■ **Goal**
Return every line of the data below that contains the word "face", copying each line unchanged.

■ **The records**
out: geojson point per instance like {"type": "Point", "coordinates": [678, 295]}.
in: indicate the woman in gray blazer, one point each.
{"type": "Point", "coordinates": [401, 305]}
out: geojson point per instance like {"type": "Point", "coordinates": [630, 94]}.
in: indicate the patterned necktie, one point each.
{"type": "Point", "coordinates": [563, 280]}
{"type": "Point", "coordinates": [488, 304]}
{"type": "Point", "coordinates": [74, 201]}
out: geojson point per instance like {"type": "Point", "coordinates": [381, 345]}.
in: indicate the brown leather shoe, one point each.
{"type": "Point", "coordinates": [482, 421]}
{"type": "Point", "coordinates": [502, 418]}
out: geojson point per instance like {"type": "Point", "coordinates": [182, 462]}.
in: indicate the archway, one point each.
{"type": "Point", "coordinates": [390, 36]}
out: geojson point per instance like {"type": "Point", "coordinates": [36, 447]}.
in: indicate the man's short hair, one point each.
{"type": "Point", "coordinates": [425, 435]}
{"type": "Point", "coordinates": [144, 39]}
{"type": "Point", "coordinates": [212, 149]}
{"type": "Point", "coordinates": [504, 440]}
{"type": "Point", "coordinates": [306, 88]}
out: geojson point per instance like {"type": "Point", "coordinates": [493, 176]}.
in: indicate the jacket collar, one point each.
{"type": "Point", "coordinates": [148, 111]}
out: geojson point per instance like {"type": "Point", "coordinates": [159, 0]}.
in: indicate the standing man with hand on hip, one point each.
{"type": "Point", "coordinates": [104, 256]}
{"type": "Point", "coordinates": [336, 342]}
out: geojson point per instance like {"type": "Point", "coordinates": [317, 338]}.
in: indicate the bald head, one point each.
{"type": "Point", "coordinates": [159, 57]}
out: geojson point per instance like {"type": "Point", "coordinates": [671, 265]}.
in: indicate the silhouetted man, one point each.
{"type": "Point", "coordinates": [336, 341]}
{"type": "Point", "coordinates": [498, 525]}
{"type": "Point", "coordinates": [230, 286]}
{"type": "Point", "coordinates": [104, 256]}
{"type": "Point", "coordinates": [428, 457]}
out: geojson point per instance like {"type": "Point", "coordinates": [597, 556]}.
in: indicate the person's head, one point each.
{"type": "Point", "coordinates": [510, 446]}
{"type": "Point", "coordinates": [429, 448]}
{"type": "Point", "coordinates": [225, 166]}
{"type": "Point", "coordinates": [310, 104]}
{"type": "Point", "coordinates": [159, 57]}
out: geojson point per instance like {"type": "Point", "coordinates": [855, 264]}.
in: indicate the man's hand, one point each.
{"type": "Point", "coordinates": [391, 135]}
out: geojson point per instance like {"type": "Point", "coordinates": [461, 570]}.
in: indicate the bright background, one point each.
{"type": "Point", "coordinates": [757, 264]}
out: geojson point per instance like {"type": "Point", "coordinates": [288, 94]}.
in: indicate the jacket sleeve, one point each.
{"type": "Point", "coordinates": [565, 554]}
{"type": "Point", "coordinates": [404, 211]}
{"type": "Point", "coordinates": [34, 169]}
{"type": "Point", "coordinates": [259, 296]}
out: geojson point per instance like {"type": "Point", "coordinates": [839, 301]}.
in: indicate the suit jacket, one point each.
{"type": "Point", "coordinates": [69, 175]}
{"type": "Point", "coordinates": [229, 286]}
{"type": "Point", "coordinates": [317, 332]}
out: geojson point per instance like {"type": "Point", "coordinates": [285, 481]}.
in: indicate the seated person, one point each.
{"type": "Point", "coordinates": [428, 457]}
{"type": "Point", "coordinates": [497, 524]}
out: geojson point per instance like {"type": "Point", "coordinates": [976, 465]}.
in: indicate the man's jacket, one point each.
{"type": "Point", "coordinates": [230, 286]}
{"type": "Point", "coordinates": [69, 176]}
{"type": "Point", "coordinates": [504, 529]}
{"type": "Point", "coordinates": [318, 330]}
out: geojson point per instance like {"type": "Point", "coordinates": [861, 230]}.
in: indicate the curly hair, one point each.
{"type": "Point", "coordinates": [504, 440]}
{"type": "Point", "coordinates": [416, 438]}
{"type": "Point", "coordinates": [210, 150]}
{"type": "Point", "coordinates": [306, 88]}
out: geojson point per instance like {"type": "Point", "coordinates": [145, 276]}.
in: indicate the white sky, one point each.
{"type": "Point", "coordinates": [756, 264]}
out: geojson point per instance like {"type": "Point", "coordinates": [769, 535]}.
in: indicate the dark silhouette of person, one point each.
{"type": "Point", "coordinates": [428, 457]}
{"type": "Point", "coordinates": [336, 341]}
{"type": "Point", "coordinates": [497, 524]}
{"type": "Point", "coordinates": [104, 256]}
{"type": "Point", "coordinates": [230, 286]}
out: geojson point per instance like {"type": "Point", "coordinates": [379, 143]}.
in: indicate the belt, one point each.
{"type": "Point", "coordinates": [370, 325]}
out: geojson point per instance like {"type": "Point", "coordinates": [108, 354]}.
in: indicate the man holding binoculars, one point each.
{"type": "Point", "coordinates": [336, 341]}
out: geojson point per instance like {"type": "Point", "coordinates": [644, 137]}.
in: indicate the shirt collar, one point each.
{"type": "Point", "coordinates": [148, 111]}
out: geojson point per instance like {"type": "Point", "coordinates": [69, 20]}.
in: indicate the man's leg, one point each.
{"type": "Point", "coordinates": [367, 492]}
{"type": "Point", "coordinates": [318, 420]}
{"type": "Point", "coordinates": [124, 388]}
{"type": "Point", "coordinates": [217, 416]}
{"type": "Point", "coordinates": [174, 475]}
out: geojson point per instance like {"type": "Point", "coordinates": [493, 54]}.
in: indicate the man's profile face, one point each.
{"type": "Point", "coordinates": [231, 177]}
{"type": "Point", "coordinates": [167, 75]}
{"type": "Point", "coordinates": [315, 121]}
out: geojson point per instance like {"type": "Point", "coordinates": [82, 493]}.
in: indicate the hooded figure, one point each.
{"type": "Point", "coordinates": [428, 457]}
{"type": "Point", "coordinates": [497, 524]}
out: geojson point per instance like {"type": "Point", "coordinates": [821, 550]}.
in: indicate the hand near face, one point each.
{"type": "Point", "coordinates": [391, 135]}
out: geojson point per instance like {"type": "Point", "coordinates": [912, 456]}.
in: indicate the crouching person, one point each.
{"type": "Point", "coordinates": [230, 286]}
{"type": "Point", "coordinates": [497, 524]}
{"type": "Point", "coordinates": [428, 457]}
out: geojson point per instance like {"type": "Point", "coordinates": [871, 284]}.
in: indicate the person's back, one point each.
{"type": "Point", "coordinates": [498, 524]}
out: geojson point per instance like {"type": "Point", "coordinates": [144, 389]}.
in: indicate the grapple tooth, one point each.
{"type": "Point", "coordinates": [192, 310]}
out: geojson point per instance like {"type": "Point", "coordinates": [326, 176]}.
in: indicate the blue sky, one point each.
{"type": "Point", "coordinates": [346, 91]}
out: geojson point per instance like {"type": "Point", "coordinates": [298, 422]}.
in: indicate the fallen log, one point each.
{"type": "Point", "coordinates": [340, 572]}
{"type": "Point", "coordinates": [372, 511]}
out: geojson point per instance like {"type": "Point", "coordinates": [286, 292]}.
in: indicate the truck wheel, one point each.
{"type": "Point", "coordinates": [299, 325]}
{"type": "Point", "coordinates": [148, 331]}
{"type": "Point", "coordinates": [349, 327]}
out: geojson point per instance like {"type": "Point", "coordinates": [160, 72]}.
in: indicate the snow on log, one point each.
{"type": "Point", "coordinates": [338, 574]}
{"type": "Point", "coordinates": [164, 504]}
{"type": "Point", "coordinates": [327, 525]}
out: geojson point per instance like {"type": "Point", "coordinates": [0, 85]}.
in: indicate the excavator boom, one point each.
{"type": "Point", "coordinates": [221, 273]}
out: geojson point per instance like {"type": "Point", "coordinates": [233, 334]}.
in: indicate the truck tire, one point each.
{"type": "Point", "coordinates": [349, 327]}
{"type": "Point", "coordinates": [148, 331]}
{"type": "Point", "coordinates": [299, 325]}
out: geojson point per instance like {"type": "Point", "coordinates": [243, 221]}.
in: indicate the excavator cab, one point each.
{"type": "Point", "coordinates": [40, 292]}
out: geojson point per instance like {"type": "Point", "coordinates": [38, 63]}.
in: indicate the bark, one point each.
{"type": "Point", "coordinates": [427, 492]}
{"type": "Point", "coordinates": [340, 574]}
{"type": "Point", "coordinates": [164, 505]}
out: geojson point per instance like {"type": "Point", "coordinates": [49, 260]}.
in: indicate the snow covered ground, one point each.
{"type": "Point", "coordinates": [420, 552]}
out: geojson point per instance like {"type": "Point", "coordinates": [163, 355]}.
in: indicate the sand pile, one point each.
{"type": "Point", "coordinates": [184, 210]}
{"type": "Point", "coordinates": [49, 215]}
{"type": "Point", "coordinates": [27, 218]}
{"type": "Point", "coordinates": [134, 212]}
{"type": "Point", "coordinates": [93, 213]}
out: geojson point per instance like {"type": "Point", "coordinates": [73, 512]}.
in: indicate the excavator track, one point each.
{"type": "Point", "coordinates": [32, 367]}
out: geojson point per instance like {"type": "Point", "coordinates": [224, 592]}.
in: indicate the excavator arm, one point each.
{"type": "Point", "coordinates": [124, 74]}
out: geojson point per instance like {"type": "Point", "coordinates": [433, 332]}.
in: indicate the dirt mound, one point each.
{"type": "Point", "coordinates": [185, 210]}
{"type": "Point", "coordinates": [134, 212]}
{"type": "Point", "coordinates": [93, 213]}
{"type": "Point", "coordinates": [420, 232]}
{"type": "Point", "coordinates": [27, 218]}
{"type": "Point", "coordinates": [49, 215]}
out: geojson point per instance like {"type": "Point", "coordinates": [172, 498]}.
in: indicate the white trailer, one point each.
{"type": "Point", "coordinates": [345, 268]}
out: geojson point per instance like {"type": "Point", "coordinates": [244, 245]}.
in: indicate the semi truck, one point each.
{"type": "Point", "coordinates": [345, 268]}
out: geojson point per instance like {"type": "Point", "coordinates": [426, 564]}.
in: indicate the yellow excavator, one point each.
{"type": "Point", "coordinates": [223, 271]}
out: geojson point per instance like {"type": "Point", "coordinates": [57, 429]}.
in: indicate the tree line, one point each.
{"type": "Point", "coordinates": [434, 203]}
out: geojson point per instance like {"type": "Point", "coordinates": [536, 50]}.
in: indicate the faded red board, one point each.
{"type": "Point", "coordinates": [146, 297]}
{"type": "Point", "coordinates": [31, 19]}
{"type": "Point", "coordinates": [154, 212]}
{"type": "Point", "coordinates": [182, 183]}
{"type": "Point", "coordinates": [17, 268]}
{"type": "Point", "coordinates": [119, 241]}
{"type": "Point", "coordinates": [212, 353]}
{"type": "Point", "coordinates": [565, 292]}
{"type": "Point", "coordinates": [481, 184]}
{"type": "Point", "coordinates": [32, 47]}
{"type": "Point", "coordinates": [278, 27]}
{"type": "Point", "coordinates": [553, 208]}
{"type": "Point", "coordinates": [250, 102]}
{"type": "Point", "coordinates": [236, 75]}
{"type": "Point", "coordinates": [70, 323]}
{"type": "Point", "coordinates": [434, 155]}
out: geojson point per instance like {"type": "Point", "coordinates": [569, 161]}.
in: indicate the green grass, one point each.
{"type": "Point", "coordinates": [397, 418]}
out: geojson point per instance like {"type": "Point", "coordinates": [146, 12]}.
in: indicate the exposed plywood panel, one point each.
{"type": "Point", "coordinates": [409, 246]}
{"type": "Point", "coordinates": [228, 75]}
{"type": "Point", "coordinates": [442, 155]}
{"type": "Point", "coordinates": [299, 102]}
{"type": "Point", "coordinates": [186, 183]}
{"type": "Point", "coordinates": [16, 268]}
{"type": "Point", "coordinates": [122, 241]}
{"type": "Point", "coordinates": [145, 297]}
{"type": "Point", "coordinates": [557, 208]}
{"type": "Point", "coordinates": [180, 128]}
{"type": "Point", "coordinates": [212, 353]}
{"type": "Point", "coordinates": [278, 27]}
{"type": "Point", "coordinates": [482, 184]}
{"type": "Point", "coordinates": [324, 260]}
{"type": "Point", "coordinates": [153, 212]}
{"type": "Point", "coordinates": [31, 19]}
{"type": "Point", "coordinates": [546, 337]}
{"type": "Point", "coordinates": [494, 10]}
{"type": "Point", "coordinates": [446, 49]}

■ **Correct answer**
in: indicate the man's profile face, one point each.
in: indicate the hand near face, one point each.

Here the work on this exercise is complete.